What is needed: Write out exactly the lines running from the line that includes "Task: point out the red plastic strip" to the end of the data, both ends included, and nothing besides.

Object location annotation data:
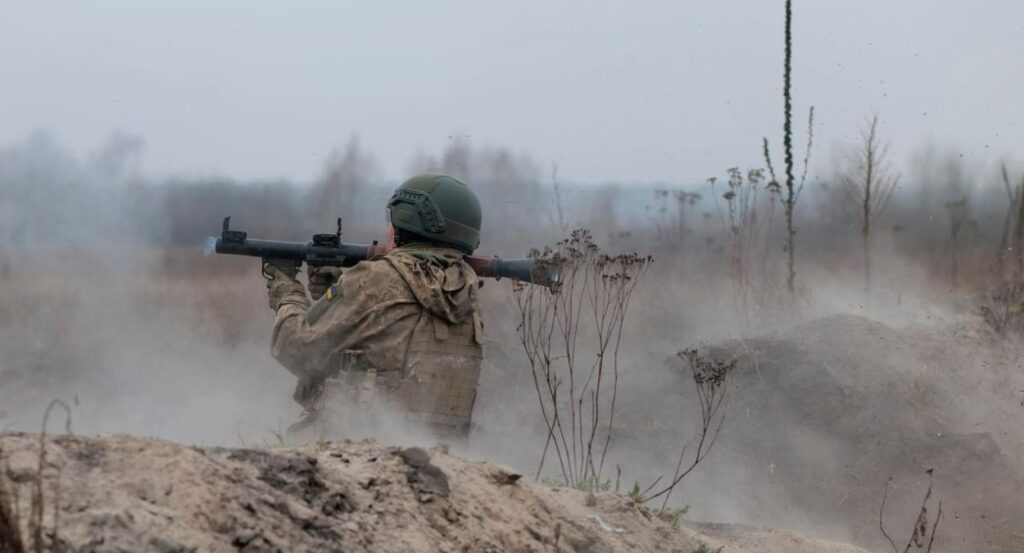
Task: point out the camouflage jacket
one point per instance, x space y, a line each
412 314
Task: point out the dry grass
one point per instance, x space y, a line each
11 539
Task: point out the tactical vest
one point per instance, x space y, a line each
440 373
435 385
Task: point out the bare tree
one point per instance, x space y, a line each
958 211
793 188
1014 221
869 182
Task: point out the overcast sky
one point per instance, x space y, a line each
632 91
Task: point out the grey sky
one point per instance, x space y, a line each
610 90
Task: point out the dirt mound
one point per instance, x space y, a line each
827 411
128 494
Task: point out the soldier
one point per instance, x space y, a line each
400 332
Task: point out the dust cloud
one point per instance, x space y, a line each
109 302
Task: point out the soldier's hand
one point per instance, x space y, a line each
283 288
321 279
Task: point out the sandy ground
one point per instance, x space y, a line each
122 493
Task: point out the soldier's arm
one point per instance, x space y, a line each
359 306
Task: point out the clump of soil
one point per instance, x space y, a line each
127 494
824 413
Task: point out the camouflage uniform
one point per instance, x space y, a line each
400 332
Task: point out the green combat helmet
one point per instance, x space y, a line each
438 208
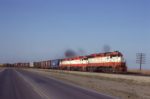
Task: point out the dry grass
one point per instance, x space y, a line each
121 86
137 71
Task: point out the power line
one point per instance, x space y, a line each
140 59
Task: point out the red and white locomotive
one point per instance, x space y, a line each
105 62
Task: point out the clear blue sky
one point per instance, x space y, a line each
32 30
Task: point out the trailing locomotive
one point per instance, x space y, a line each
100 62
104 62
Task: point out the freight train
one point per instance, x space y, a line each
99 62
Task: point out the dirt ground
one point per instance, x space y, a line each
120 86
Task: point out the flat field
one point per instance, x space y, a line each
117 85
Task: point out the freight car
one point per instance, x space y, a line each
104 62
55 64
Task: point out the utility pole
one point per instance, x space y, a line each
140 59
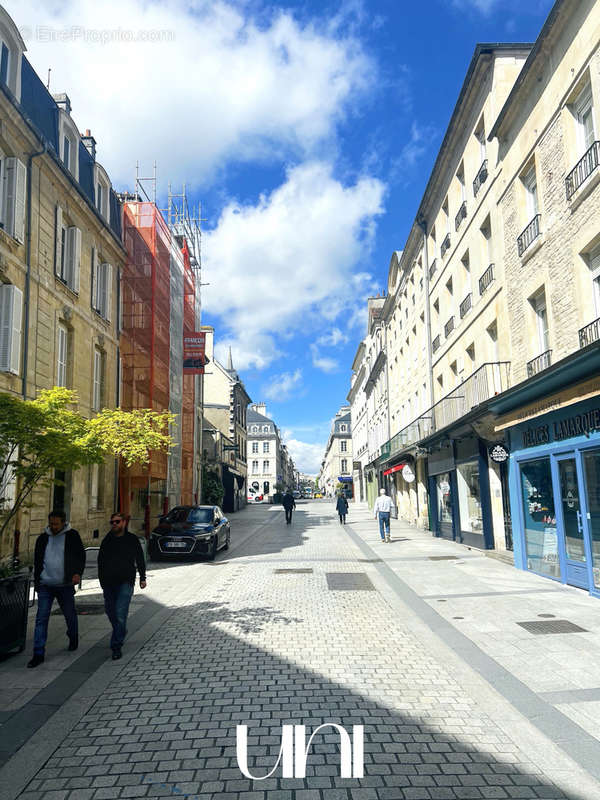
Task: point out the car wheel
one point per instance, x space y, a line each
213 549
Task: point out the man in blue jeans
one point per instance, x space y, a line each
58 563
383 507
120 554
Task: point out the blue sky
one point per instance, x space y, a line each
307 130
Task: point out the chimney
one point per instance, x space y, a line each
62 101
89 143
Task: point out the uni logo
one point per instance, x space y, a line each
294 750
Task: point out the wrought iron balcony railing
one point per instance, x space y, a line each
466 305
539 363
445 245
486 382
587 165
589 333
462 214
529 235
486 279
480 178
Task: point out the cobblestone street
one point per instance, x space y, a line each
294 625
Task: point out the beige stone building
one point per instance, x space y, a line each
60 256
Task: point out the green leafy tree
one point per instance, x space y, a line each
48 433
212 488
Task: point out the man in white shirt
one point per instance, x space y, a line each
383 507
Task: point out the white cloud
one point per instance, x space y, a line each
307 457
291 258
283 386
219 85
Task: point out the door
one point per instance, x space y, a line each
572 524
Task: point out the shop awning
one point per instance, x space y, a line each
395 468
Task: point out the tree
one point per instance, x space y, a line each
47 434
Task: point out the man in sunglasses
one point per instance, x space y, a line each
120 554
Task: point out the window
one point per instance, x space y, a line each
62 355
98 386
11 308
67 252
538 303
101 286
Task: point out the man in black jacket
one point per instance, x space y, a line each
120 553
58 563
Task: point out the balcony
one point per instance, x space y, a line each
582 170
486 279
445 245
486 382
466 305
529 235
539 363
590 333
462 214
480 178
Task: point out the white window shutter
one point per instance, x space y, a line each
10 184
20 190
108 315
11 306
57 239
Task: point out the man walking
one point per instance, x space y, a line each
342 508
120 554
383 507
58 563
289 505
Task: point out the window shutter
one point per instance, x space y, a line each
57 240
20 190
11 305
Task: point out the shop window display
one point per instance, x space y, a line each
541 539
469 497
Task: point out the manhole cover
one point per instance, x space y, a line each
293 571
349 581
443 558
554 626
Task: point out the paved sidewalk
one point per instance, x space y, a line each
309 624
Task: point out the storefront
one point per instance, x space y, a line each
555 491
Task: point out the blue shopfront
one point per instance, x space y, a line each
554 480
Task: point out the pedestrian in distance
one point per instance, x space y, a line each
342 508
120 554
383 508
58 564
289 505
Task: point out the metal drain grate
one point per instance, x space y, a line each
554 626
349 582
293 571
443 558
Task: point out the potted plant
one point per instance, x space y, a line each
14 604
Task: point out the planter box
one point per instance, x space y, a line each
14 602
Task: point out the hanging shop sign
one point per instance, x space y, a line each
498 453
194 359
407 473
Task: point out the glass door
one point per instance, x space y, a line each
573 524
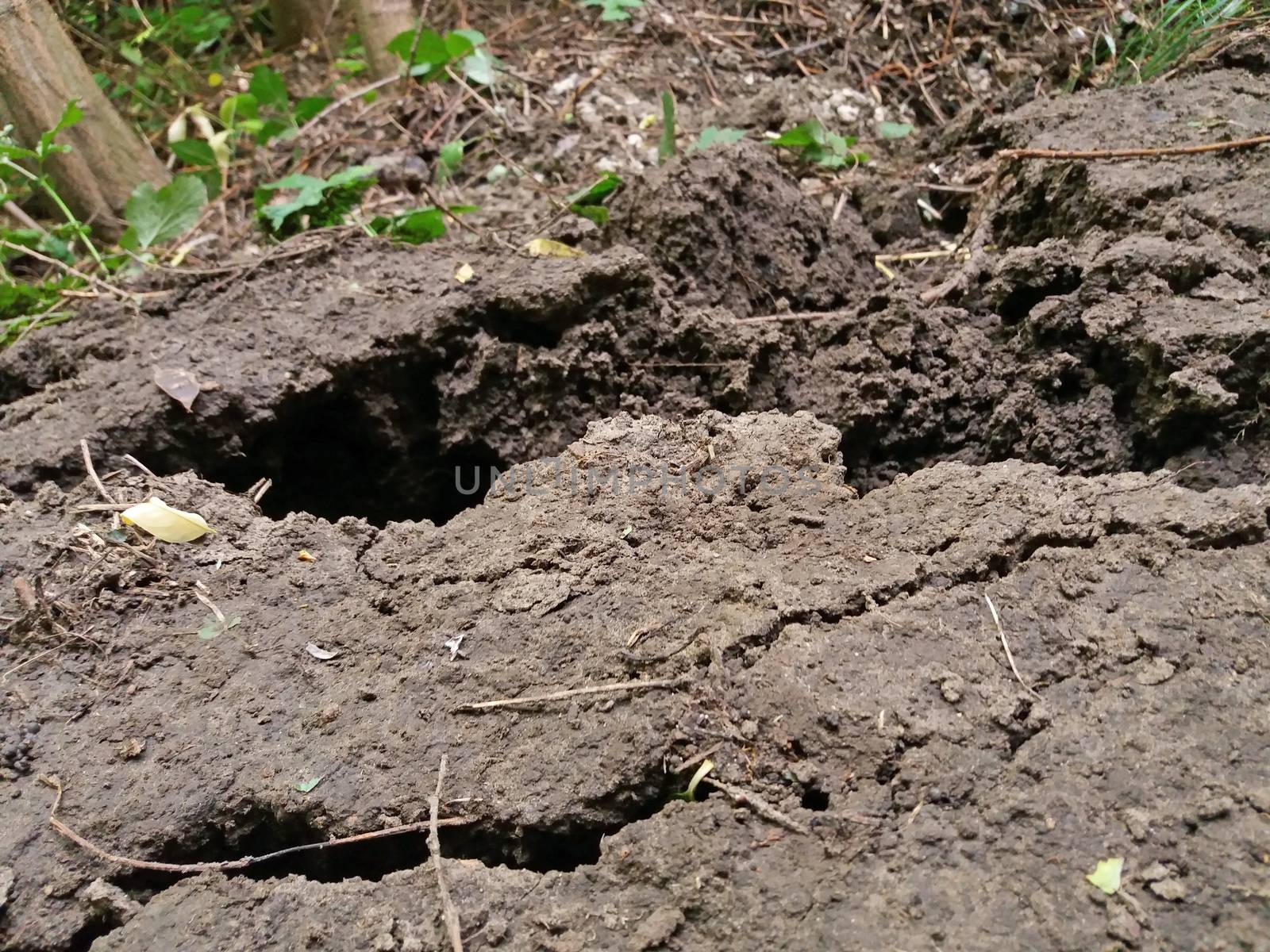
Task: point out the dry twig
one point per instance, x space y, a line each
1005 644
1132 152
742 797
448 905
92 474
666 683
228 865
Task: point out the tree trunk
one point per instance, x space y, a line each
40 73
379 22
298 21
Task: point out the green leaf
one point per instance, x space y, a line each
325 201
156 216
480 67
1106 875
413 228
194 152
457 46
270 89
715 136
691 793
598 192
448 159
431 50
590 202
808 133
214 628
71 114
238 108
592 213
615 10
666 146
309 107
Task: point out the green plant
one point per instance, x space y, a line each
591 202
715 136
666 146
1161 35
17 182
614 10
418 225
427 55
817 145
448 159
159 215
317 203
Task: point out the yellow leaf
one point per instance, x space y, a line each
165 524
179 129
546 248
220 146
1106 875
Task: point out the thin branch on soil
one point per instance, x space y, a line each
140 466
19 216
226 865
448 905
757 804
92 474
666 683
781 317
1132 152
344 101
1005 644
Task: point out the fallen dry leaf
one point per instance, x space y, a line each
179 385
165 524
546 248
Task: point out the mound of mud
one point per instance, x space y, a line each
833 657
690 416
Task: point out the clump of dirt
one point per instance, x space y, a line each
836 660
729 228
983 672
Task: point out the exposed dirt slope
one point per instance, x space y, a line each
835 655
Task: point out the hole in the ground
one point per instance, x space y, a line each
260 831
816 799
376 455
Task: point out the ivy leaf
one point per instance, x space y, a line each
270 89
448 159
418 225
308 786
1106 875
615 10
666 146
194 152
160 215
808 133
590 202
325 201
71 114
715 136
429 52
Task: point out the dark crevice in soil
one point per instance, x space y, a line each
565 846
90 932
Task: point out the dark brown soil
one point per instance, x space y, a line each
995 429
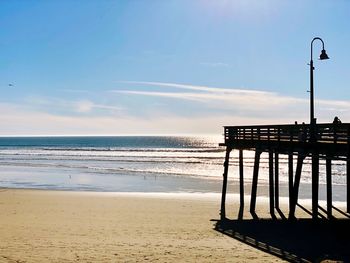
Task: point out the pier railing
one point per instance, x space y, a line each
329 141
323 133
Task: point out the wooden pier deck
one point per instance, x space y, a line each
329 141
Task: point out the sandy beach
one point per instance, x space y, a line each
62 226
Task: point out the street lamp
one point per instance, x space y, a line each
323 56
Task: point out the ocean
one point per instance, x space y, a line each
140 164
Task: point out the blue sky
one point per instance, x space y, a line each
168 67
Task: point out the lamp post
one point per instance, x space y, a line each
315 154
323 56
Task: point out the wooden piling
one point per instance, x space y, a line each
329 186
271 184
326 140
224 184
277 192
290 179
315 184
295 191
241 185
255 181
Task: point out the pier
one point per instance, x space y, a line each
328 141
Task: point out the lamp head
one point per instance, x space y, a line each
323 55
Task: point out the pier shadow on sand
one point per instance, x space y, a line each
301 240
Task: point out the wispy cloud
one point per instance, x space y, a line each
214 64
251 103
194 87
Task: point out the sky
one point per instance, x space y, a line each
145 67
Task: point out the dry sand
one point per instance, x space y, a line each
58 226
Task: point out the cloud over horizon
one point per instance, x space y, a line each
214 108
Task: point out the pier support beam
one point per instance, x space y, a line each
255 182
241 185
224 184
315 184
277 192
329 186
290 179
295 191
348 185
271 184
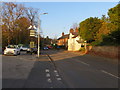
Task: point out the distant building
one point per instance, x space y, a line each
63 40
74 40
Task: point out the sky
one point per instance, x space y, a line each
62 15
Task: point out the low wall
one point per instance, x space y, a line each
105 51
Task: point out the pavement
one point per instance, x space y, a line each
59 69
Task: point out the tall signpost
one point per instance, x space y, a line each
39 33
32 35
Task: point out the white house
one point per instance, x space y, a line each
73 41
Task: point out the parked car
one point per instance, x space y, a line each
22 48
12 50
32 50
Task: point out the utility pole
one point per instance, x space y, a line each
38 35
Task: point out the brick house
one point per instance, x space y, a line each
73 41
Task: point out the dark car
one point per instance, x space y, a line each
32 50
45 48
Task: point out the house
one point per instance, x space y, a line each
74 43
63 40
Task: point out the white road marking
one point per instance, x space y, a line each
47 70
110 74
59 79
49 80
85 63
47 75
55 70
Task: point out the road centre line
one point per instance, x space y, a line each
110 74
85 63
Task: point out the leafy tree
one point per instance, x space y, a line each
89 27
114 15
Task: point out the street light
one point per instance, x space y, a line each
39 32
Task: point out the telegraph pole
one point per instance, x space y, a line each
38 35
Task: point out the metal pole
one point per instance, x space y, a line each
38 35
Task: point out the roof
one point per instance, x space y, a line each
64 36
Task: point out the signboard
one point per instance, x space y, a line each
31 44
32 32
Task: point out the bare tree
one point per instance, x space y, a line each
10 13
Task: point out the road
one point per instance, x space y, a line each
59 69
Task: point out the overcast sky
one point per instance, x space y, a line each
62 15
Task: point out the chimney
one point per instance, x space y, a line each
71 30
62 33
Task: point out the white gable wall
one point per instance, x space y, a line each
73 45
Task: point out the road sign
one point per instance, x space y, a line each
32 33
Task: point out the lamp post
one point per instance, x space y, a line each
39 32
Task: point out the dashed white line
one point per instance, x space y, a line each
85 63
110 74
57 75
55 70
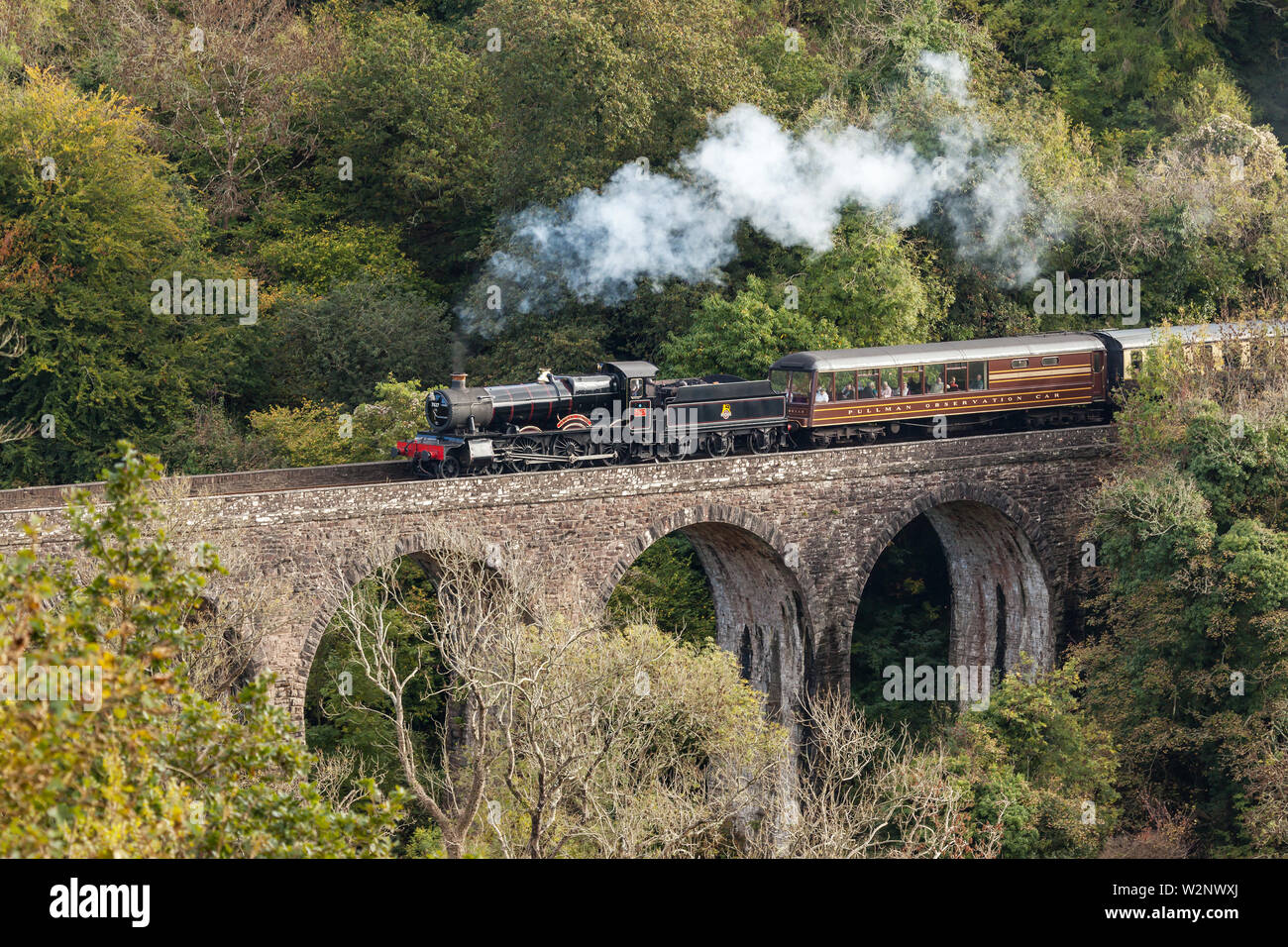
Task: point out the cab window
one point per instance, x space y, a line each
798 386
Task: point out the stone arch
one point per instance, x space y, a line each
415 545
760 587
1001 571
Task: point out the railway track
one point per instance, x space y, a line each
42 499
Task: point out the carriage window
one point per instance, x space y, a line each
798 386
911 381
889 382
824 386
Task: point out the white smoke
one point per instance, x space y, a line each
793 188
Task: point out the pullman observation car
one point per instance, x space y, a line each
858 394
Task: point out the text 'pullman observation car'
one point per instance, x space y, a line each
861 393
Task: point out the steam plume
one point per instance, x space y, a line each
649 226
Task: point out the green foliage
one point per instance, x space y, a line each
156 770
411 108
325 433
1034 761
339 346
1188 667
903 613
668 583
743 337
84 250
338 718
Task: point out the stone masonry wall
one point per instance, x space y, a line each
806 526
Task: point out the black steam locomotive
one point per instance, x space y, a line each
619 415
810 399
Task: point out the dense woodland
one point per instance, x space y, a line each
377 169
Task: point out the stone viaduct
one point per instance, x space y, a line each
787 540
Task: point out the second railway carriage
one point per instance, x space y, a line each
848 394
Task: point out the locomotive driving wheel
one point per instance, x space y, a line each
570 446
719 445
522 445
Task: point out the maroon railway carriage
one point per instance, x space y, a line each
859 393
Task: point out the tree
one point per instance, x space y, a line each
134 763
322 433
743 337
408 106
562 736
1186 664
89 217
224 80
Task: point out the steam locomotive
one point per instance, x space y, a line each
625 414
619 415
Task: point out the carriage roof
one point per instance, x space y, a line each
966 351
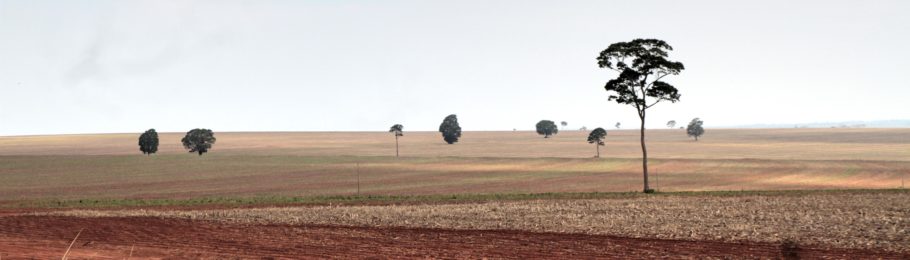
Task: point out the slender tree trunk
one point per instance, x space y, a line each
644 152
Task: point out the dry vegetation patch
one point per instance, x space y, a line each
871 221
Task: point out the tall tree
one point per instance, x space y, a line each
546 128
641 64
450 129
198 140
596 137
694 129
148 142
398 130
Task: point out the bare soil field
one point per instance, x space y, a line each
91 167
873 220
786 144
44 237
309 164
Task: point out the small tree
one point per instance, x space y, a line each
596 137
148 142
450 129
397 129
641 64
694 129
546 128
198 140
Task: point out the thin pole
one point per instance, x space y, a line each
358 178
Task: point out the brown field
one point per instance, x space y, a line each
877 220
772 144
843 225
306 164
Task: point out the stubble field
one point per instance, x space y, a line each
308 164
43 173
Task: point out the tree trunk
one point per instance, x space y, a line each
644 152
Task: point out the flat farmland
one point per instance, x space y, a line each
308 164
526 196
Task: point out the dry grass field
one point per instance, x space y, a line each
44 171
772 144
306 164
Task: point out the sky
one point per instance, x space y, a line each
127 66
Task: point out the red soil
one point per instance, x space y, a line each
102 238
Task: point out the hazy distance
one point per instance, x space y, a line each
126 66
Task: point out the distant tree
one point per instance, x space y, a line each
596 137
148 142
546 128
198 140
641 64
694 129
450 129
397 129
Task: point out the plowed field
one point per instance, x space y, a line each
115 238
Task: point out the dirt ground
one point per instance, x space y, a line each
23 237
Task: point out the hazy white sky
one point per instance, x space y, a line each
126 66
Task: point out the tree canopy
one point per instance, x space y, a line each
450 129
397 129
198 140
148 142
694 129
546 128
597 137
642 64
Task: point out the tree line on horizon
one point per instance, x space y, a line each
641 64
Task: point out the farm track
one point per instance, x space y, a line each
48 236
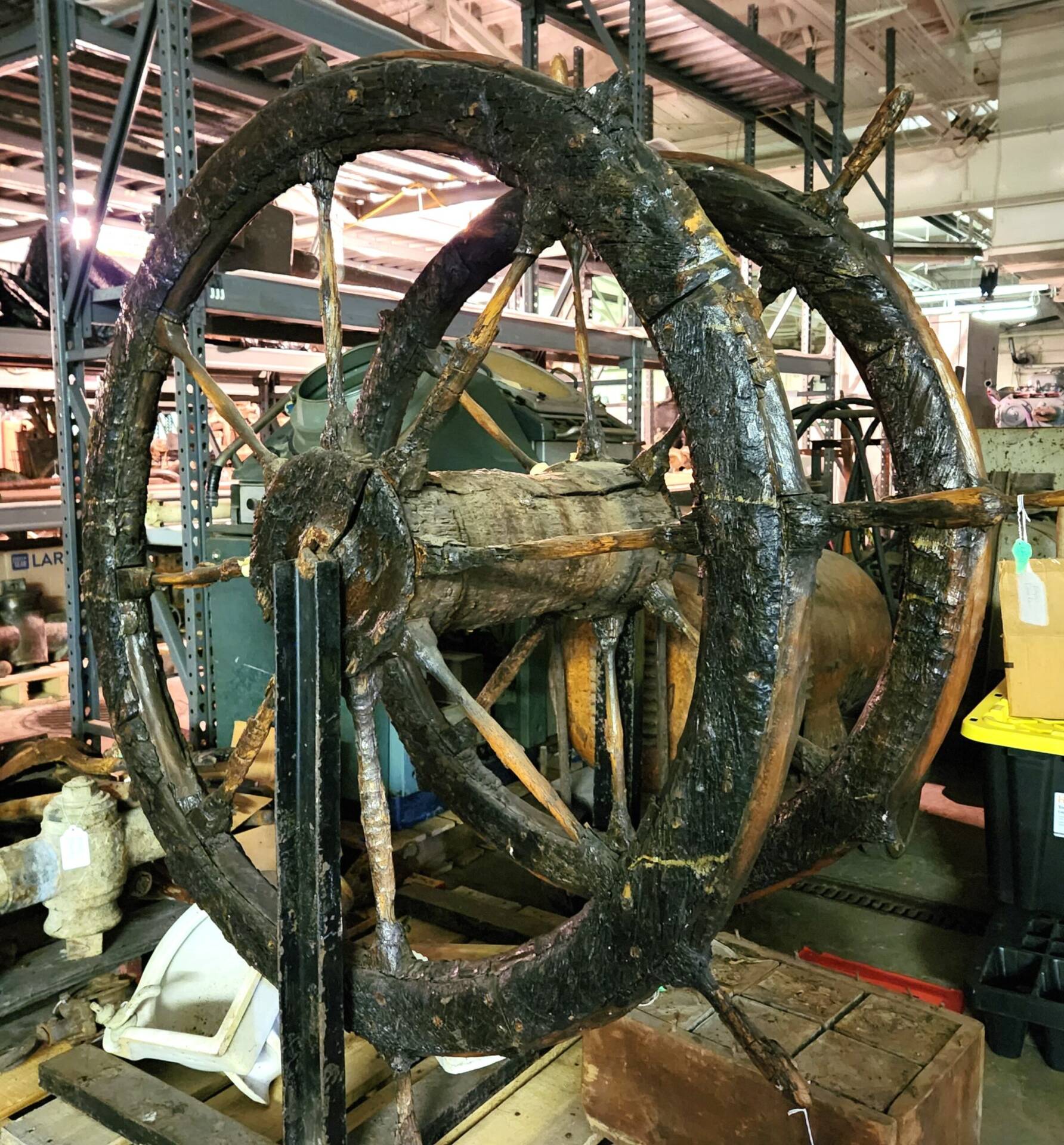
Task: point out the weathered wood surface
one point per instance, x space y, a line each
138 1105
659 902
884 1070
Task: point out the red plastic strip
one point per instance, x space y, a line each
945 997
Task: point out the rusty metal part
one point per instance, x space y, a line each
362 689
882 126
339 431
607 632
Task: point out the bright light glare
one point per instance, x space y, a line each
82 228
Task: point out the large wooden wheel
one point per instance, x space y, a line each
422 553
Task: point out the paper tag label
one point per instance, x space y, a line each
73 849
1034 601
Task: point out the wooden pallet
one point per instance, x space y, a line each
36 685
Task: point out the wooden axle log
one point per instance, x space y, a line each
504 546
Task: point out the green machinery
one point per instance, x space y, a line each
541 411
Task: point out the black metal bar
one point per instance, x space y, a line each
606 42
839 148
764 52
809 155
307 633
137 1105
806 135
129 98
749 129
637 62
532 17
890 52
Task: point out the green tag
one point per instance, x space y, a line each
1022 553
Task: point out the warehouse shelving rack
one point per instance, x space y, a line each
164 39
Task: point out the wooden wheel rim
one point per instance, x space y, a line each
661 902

Full answer:
Task: point out the red plastic strip
one point per instance, x space y, a line each
945 997
Task: point out the rusty metal part
one point per instance, x space y, a line each
362 689
882 126
339 431
607 632
Task: point out the bright light glare
one point per instance, x space y, a line each
82 228
Task: point out the large wooden wheel
one point per instance, x space y, a line each
422 553
Task: point out the paper tag label
one point per instance, x space y, a line each
73 849
1034 601
Task: point out the wooden pallet
one point per instance, x space y, a line each
36 685
Task: point out the wooden axle log
one point per instance, x space y, a line each
504 546
Task: point out the green machinery
one point per instance, x space y, a line each
541 411
Task: point out the black metal bar
one point per instance, x space y, a line each
606 42
839 148
764 52
809 155
307 633
137 1105
806 135
129 98
749 129
637 62
532 17
890 52
Task: point out the green tag
one point per instance, x space y, a line each
1022 553
Task: point out the warehouse shelving rack
one point per instance, x space y, a line each
164 39
Task: point out the wooden wheel rim
one point per instance, x space y, a line each
661 902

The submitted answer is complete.